## BEGIN Document extract

Modelling Situations for Event Processing
CEP, in a nutshell, is about the real-time detection of business opportunities and threats in cyberspace. Business opportunities and threats are often referred to as situations, so we can simply say that CEP is about the real-time situation detection.
We represent situations in the domain of event processing by building and refining models of situations. This means that one way to develop CEP applications or designing CEP architectures is to define situations of interest and build models that define the situation.
After we have a working model of the situation we will generally have a hierarchical model of the situation composed of various components of the situation. For purposes of discussion I refer to this as situation modelling.
If a situation is modelled with 15 components then we need to detect these components of the situation. In addition, it is generally not good enough to simply detect each one of these components of the situation. We also have to hold the state of each one of the situational components.
However, it is not good enough to simply observe the state of 15 components of a situation in the detection process; we also need to observe the relationship between the components.
So, let’s say the situation we are looking for is “commercial air plane collision” and we are building a model of this situation. To keep the model simple we will limit the model to airplanes and omit objects like birds, buildings; but we will include wind, air speed, and direction.
Our situational model consists of primary objects, in this case an airplane. Now we need a simple model of an airplane, which is modelled, in this overly simple example, as span, velocity, acceleration, altitude, orientation and relative wind speed and direction. Generally, an object-oriented approach to model building is preferred so we can reuse the model and overload, morph, inherit and encapsulate as necessary.

## END Document extract
## BEGIN Supplied entries

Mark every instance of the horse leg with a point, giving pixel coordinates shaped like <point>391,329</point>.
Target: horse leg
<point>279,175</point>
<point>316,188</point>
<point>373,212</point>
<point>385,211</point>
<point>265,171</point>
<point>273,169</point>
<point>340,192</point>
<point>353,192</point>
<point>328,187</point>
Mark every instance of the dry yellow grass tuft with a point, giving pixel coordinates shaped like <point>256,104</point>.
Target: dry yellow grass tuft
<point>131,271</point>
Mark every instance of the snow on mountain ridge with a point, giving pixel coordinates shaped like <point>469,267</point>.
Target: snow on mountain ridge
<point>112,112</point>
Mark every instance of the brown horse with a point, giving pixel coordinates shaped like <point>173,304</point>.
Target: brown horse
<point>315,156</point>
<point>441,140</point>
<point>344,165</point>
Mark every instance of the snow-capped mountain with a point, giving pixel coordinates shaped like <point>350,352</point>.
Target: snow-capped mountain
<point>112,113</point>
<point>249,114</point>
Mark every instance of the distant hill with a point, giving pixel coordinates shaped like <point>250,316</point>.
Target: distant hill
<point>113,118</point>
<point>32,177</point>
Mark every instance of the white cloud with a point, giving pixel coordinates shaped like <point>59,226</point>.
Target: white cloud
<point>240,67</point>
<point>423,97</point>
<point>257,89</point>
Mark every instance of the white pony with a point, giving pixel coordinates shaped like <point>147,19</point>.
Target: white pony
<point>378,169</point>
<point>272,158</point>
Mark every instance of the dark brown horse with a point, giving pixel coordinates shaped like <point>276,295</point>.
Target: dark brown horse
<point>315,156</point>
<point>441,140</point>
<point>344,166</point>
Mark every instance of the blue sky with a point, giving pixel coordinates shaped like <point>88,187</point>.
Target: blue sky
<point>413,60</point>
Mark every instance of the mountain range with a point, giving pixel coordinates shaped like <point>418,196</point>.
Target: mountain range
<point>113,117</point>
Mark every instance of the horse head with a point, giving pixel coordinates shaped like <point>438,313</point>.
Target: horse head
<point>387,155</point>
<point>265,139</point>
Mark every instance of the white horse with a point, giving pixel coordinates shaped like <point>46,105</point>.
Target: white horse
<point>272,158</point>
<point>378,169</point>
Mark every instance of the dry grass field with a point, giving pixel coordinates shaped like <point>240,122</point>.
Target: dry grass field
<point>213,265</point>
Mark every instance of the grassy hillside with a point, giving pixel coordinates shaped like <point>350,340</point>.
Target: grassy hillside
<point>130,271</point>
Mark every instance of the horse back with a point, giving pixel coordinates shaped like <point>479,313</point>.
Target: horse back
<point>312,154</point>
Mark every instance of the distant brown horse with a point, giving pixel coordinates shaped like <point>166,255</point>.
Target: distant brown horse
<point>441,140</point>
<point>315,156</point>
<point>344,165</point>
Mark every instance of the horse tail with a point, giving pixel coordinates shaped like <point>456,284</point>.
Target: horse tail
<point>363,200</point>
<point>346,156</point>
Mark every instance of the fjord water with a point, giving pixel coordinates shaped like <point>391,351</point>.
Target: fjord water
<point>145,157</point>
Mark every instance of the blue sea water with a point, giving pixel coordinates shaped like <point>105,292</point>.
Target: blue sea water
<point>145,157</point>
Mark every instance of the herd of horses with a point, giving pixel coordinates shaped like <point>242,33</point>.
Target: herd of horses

## END Supplied entries

Transcribe the passage of the situation-modelling text between "After we have" and "as situation modelling.", inclusive.

_Response to this task:_
After we have a working model of the situation we will generally have a hierarchical model of the situation composed of various components of the situation. For purposes of discussion I refer to this as situation modelling.